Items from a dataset
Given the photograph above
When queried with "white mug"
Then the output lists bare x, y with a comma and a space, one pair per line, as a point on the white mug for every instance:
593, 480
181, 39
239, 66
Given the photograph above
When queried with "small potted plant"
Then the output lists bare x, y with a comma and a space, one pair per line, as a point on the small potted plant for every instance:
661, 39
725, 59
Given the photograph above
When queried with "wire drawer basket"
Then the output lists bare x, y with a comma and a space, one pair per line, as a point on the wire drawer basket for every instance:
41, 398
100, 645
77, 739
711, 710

• What needs to be done
The data must be printed verbatim, line by line.

• Reply to the task
Given the photograph above
When queried with "white mug"
Then the output lists bare x, y with a comma and a space, one pair per line, as a point on the white mug for every instance:
593, 480
181, 39
239, 66
Given the photograph above
When queried with "small potted plant"
Then the output lists bare x, y with a comma and a space, one pair per line, as a point on the small potted plant for every instance:
661, 39
725, 59
Given the photograph above
When queried with "wire drawer basket"
Then the output lists bare x, y with a comma and a space, one pair per line, as a point on the wire drawer basket for every instance:
41, 398
100, 645
77, 739
711, 710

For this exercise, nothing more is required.